_YOUR OBJECTIVE_: Filter the position identification records below, keeping only the lines that contain the string "ridge". Case counts.

Position identification records
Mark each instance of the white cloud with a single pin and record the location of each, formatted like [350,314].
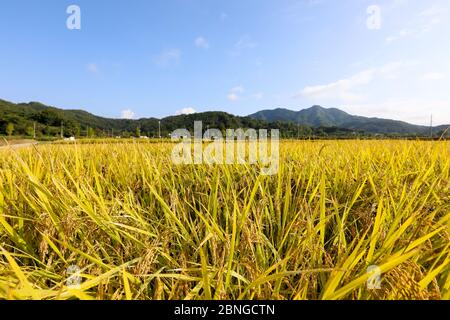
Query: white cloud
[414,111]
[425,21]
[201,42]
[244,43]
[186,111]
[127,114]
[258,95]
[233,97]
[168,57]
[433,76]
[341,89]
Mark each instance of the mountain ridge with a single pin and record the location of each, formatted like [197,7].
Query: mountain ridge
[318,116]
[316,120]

--

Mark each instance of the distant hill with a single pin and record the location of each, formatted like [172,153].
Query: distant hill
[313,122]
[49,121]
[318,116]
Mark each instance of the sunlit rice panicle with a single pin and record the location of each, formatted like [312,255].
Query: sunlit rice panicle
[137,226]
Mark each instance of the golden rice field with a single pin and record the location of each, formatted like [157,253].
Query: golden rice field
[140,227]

_ANSWER BELOW_:
Mark each instance of the mountain ridge with a single pin and record the location of each, formatted like [197,7].
Query: mountain ridge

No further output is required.